• **EXTRACT PROVIDED**
You will be lucky to see 62 Bht to the GBP at the mo. It's been up and down like a fiddlers elbow for a couple of months. This time, last year, I was getting 71. Like so much in life, everything depends on everything else. I believe that it has something to do with the American dollar rate, as many exchange rates are calculated using USD as a base. More than a little alarming though.

----------


## Sir Burr

It's because of the UK deficit (it's big) and the expected housing slump (it's started) due to the sub-prime lending fiasco that is over-spilling from the US. This means that economic growth forecasts are having to be down-graded.

----------


## Begbie

The pound is in as bad shape as the dollar. This from a brief article on the BBC website, but it says it all.

*Sterling under pressure*  

While the battle continues over the Chinese currency, US tourists visiting London might get some relief in 2008. 
The chief currency strategist at Bank of New York Mellon, Simon Derrick, says the situation is looking ominous for the pound.   
To him the UK trade deficit looks alarming and he calculates that, for the size of the population, it's actually worse than America's. 
Add to that a weakening housing market and further cuts in interest rates and sterling could in for a sharp fall this year.

• **DIRECTION A**
Count the lines in the rows below that contain the string "shirt", with uppercase and lowercase treated as different, and give only that number.

• **INFORMATION PROVIDED**

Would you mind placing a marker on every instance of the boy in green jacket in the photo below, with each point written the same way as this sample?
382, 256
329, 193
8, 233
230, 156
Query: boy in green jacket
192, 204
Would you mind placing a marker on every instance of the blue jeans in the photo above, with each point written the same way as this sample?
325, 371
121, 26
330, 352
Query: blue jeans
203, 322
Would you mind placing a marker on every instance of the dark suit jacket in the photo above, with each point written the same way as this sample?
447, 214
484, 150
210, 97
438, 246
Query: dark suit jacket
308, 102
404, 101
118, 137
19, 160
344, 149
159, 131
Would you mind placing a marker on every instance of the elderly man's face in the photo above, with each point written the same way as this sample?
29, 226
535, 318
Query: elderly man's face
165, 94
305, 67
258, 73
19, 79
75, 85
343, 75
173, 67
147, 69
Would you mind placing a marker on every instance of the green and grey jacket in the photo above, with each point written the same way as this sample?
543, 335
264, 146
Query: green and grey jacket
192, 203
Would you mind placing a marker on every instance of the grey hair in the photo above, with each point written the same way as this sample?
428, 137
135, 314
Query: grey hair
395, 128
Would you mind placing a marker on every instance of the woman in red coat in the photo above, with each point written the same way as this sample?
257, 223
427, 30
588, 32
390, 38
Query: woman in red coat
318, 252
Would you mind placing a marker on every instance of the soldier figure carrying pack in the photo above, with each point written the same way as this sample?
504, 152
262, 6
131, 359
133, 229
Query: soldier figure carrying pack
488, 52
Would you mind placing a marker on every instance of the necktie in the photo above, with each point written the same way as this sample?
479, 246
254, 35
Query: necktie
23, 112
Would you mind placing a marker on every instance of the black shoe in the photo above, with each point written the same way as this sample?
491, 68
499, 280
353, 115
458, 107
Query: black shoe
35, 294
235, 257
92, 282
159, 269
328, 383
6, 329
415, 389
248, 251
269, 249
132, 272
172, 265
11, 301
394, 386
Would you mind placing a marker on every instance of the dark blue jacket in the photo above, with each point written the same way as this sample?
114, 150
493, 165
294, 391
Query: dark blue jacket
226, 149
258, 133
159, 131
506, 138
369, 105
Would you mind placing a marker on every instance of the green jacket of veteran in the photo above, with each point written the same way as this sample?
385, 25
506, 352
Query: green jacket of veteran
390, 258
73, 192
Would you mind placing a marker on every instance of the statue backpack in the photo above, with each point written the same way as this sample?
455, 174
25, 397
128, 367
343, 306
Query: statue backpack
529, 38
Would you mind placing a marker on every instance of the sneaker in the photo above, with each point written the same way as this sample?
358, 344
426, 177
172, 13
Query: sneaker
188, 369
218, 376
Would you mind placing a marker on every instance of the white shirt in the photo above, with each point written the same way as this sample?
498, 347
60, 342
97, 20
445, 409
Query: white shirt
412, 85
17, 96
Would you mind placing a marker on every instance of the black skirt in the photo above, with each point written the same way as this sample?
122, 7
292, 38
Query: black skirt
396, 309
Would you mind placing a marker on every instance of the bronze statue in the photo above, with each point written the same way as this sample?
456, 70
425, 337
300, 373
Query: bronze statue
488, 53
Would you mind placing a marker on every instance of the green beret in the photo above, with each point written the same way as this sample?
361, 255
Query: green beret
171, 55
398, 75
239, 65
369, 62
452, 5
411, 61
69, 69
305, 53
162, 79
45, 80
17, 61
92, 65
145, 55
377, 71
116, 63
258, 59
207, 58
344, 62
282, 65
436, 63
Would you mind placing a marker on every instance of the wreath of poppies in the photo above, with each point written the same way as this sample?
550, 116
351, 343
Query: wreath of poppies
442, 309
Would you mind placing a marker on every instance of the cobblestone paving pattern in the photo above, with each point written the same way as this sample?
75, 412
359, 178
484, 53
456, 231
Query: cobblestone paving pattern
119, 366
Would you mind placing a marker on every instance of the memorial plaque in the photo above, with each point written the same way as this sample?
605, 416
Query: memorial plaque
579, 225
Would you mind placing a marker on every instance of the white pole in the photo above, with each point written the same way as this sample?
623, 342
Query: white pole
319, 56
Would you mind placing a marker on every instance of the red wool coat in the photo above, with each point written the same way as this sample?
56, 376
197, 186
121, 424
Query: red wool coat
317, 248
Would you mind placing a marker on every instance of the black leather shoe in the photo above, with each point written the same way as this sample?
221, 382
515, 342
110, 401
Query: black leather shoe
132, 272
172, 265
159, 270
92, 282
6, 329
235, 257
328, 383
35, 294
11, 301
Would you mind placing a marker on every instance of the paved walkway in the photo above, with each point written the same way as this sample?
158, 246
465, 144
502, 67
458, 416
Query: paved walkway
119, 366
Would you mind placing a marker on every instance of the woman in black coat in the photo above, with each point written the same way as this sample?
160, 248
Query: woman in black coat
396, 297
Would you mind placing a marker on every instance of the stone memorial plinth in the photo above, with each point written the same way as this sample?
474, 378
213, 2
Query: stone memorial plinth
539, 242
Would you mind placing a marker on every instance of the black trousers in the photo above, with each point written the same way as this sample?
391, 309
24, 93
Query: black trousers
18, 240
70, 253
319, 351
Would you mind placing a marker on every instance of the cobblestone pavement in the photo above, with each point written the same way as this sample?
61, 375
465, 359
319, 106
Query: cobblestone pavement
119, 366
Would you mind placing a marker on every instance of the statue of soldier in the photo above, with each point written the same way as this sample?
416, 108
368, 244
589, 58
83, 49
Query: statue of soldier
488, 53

• **DIRECTION B**
Resume the forum thread about the weakening pound, which appears above the rows, and carry it on from the point where it stops.

• **EXERCISE RESULT A**
2

• **EXERCISE RESULT B**
BBC NEWS | Business | 2008 - the return of the dollar?
........................


Yes the sky is falling. Hopefully for those of us paid in dollars there's only one way to go and that's up.

----------


## Thormaturge

The reason for the decline of Sterling is more likely to be Alistair Darling's pre-Budget statement in November.

His change to the tax status of non-domiciled taxpayers will penalise most foreigners in the UK apart from the super-wealthy.  There is an enormous incentive (and a consequent rush) to get money out of the UK.  It is breathtaking and there is no doubt that a significant number of very wealthy people now consider that living in the UK is no longer beneficial to them.

I'd consider buying Dollars right now.

----------


## Spin

64.42 for tt into Thailand today.

The lowering is due to the expectation that interest rates will have to be reduced to prevent recession ala good ol US of A.

----------


## bkkandrew

> The reason for the decline of Sterling is more likely to be Alistair Darling's pre-Budget statement in November.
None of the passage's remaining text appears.